--- start of Records shown ---
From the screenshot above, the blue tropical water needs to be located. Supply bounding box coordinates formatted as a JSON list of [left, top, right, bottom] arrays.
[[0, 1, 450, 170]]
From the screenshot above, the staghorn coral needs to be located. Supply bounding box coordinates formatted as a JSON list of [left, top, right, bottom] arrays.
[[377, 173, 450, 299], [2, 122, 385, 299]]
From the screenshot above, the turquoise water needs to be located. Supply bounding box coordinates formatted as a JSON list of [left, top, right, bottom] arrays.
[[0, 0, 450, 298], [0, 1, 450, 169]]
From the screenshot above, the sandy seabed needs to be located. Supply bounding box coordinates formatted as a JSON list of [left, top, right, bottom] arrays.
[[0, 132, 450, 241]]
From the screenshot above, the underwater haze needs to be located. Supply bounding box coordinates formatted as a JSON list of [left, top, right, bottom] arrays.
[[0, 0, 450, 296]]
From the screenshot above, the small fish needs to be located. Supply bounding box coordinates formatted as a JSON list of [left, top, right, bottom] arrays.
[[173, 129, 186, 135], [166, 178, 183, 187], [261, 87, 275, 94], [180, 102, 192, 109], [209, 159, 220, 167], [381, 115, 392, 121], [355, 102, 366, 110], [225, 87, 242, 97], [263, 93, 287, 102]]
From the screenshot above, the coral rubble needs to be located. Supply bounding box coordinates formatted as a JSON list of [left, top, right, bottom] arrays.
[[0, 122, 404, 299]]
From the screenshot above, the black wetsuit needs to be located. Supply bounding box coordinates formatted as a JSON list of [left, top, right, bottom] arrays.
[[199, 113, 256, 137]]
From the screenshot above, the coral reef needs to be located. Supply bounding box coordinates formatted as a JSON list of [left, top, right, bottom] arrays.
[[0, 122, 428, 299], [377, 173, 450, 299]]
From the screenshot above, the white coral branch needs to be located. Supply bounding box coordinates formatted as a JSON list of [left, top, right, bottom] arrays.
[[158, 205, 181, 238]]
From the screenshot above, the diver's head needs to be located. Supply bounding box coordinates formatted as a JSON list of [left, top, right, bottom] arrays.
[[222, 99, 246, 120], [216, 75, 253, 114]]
--- end of Records shown ---
Extract every line from the one containing "From the screenshot above, the staghorn" to the end of the entries, including both of those lines, exactly as given and with nothing added.

From the screenshot above, the staghorn coral needs to be located. Supply bounding box coordinates formatted as a JSON list of [left, top, right, bottom] arrays.
[[377, 173, 450, 299], [2, 122, 385, 299]]
From the screenshot above, the turquoise water needs to be located. Supply bounding box coordinates formatted as a JSON list of [left, top, right, bottom] arrays.
[[0, 0, 450, 298], [0, 1, 450, 169]]
From the screenshot above, the sandy seabed needs to be located. Supply bounding box coordinates formatted as a JSON list of [left, top, right, bottom] arrays.
[[0, 132, 450, 241]]
From the screenshot above, the underwater haze needs to be located. Supply bounding box coordinates formatted as a JSON list of [left, top, right, bottom] arrays.
[[0, 0, 450, 296]]
From the screenshot above, the small fish needs to be located. Supply bounding box coordinates formatted as a JSON list of [left, top, right, bottom] arrays.
[[173, 129, 186, 135], [166, 178, 183, 187], [261, 87, 275, 94], [180, 102, 192, 109], [209, 159, 220, 167], [381, 115, 392, 121], [355, 102, 366, 110], [225, 87, 242, 97], [263, 93, 287, 102]]
From the screenshot above, the coral rubble needs to be located. Supply bounding box coordinates formatted as a JSON list of [left, top, right, bottom] arrays.
[[0, 122, 404, 299]]
From the screenshot above, the black wetsuit needs to be located. Supply bounding box coordinates formatted as a JSON list of [left, top, right, bottom] arrays.
[[199, 113, 256, 137]]
From the screenshot above, the coral reef needs to be located. Supply bounding box coordinates formatted as a JSON list of [left, top, right, bottom] arrays.
[[0, 122, 428, 299], [377, 173, 450, 299]]
From the screenshot above, the white coral branch needs to be located. Supply bounding box coordinates formatted as a JSON list of [left, top, right, bottom] arrays.
[[158, 205, 181, 238]]
From the screenshot above, the diver's head needs to be located. Supply bounding box coordinates formatted as a JSON list of [left, top, right, bottom] arrays.
[[222, 99, 246, 120], [216, 75, 253, 114]]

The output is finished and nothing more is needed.